● **Required task**: Count the lines in the items below that contain the word "railing". Reply with the number only.

-- BEGIN Records for processing --

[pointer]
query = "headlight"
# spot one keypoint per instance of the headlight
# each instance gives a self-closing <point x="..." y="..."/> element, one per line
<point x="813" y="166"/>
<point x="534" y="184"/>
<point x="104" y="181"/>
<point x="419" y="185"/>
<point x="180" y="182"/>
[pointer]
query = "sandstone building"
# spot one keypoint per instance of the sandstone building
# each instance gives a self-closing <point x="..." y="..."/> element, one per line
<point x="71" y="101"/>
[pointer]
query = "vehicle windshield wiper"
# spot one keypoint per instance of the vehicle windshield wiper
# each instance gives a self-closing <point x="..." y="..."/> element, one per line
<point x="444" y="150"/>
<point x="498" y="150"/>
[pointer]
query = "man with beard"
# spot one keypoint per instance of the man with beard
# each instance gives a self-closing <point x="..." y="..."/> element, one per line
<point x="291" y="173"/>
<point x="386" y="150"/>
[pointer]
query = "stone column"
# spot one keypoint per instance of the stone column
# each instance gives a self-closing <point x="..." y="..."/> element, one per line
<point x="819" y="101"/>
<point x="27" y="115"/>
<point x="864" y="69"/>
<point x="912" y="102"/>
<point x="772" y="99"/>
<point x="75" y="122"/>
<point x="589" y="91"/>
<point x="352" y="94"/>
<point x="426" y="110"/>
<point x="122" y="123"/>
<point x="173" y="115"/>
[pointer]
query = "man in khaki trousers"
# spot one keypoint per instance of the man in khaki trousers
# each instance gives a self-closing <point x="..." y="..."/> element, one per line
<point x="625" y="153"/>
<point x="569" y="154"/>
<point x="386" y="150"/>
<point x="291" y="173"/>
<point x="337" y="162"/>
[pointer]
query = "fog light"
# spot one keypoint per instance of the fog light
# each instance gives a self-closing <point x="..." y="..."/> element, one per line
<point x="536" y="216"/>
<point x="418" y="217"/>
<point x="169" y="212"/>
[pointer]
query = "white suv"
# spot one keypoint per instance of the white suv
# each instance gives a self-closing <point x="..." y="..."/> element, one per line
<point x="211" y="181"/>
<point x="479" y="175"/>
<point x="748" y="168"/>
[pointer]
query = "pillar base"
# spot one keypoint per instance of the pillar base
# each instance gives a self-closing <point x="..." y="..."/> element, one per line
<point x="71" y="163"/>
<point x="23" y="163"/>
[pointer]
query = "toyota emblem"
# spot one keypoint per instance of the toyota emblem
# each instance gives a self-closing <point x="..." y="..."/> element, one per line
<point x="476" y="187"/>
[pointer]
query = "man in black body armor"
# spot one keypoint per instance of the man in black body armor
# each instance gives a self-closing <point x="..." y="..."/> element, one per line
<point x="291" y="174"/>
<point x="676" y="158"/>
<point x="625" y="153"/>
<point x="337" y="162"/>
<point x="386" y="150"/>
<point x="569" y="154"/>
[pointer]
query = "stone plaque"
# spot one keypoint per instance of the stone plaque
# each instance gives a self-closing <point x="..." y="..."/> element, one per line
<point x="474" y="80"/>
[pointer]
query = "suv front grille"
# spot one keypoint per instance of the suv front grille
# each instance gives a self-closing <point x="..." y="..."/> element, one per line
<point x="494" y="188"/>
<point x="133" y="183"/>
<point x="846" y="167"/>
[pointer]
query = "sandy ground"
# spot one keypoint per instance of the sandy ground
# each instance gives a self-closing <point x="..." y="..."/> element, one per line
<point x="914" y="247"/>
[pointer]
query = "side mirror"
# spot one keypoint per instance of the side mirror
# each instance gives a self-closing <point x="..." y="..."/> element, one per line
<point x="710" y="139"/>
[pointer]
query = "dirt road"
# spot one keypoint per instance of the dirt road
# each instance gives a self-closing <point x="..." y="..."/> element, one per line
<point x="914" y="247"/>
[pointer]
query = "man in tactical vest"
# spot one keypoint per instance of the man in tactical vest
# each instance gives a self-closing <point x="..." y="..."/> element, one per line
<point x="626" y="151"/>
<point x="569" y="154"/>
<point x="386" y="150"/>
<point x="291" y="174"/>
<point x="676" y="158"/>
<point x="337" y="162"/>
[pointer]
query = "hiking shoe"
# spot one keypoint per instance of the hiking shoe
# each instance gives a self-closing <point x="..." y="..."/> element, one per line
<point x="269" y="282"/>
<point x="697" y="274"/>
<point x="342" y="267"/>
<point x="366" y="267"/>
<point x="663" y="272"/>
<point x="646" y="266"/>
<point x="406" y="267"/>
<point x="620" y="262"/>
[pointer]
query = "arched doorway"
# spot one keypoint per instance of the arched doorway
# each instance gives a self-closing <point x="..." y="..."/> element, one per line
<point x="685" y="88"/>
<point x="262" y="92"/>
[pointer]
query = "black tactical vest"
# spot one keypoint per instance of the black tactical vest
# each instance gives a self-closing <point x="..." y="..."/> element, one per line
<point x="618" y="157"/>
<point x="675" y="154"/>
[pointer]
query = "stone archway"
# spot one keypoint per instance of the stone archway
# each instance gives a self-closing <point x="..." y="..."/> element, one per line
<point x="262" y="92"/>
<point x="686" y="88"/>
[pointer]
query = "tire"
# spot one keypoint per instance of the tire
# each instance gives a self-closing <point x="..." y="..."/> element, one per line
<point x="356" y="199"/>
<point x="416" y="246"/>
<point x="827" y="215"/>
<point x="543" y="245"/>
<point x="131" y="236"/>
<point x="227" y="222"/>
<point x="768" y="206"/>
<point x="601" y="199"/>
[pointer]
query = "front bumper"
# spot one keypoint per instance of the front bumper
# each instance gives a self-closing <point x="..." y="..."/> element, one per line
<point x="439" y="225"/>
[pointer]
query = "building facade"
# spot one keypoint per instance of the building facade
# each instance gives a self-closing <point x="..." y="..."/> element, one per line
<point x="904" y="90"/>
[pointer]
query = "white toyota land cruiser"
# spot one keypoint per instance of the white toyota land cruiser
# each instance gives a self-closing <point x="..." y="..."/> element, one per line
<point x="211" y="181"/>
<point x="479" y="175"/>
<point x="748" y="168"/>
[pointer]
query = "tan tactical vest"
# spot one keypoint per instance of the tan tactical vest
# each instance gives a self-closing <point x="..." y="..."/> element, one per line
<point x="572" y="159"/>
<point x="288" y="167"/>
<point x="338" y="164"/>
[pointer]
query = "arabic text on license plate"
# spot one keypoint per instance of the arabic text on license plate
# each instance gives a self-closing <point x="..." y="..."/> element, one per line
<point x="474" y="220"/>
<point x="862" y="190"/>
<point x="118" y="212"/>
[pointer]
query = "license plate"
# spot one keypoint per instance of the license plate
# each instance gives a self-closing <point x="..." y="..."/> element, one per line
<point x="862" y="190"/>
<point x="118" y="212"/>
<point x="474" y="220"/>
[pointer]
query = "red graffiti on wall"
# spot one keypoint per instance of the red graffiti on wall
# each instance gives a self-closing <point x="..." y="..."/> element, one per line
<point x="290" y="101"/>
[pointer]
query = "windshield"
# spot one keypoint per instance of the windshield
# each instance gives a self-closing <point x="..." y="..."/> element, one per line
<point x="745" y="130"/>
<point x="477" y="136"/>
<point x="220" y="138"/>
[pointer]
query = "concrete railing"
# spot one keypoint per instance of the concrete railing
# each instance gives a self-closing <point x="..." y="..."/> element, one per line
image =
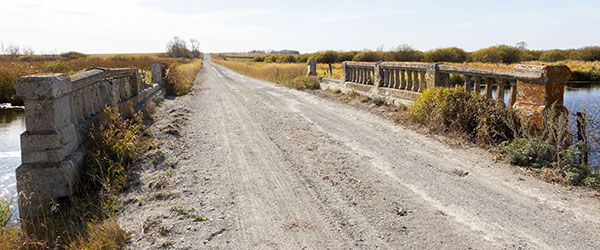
<point x="59" y="110"/>
<point x="532" y="87"/>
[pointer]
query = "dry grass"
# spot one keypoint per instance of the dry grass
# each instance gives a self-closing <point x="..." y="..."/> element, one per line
<point x="11" y="71"/>
<point x="180" y="77"/>
<point x="292" y="75"/>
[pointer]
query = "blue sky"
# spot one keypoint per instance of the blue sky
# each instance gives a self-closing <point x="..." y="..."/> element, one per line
<point x="121" y="26"/>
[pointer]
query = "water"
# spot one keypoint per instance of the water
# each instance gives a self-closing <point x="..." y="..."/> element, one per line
<point x="12" y="124"/>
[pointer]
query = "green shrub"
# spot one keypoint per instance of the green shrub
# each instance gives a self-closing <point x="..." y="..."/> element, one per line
<point x="405" y="53"/>
<point x="498" y="54"/>
<point x="271" y="58"/>
<point x="180" y="77"/>
<point x="455" y="109"/>
<point x="379" y="101"/>
<point x="5" y="211"/>
<point x="533" y="152"/>
<point x="554" y="55"/>
<point x="367" y="56"/>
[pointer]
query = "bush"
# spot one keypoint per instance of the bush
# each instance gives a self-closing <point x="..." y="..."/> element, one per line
<point x="498" y="54"/>
<point x="72" y="55"/>
<point x="379" y="101"/>
<point x="452" y="54"/>
<point x="346" y="56"/>
<point x="455" y="109"/>
<point x="591" y="53"/>
<point x="180" y="77"/>
<point x="533" y="152"/>
<point x="405" y="53"/>
<point x="287" y="59"/>
<point x="554" y="55"/>
<point x="271" y="58"/>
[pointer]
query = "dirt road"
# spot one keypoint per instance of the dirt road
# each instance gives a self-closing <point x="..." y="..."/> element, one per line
<point x="269" y="167"/>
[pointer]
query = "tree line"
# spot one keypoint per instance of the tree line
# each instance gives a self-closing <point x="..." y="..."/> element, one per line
<point x="494" y="54"/>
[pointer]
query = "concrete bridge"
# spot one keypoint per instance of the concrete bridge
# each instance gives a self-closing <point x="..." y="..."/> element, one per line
<point x="59" y="111"/>
<point x="273" y="167"/>
<point x="533" y="88"/>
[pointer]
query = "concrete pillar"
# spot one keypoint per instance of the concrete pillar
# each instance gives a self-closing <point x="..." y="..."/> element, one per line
<point x="477" y="84"/>
<point x="378" y="75"/>
<point x="533" y="97"/>
<point x="434" y="78"/>
<point x="422" y="82"/>
<point x="312" y="68"/>
<point x="157" y="76"/>
<point x="402" y="79"/>
<point x="50" y="139"/>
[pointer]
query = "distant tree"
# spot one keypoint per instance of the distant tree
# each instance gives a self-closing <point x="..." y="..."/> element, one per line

-- END Records for processing --

● **Written answer**: 2